* [Brief]: Your reply should be the complete data, reproduced exactly.

BEGIN Materials provided

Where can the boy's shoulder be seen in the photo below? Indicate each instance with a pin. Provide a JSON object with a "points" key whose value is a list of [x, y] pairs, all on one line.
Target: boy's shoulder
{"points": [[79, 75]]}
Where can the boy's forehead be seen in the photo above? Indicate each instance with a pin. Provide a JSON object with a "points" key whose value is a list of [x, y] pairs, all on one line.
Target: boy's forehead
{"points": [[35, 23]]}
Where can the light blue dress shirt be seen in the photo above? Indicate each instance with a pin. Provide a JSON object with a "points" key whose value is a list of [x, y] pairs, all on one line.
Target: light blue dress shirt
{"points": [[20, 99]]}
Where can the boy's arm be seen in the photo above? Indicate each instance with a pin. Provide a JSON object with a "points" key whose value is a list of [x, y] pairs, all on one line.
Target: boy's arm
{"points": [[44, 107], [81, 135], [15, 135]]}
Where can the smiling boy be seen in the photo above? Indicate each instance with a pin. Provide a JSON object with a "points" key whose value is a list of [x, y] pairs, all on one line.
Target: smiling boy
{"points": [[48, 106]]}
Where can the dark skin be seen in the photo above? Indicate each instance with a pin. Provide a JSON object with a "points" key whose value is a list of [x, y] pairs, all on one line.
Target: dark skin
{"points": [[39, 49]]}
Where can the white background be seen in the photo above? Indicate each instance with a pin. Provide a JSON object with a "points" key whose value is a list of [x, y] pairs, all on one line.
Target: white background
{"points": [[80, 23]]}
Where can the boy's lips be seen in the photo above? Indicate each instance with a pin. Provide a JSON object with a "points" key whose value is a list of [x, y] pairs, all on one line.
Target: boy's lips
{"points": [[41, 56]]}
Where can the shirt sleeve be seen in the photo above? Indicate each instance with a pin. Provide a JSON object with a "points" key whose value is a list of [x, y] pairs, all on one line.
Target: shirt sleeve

END Materials provided

* [Exercise solution]:
Where can the boy's shoulder be seen in the photo below? Indicate each instance with a pin. Provide a JSON object with a "points" key whose value is a list of [x, y] pairs, all on one line.
Target: boy's shoulder
{"points": [[79, 75]]}
Where can the boy's forehead be seen in the photo above? Indicate each instance with a pin. Provide a JSON object with a "points" key whose value is a list of [x, y] pairs, all on one line.
Target: boy's forehead
{"points": [[35, 23]]}
Where can the light blue dress shirt be seen in the photo above? Indicate each instance with a pin. Provide a JSON object with a "points" key whose value is a list of [x, y] pairs, all on one line.
Target: light blue dress shirt
{"points": [[20, 99]]}
Where can the boy's arm be seen in the photo above? Indicate each instance with a pin. Provide a JSON object with a "points" key whose value is a list of [x, y] pairs, all on one line.
Target: boy's arm
{"points": [[44, 107], [81, 135], [15, 135]]}
Where can the smiling boy be seen in the photo above? Indicate each instance with a pin. Provide a JSON object with a "points" key whose value is a list of [x, y] pairs, all on one line.
Target: smiling boy
{"points": [[48, 106]]}
Where can the dark skin be seen in the photo above? Indicate each instance with a pin. Provide a JSON object with a "points" key whose value is a list of [x, y] pairs, all on one line.
Target: dark skin
{"points": [[39, 49]]}
Where can the white background be seen in the photo above? Indicate each instance with a pin. Provide a JSON object with a "points" key whose value is a list of [x, y] pairs, all on one line.
Target: white background
{"points": [[80, 23]]}
Where can the boy's lips be seen in the photo above? Indicate each instance with a pin. Provide a JSON object with a "points" key whose value is a list of [x, y] pairs, all on one line.
Target: boy's lips
{"points": [[41, 56]]}
Where can the shirt sleeve be seen in the photo above? Indicate each instance with a pin. Provide a JSON object with a "points" key whose value is a list of [x, y] pairs, all on one line.
Target: shirt sleeve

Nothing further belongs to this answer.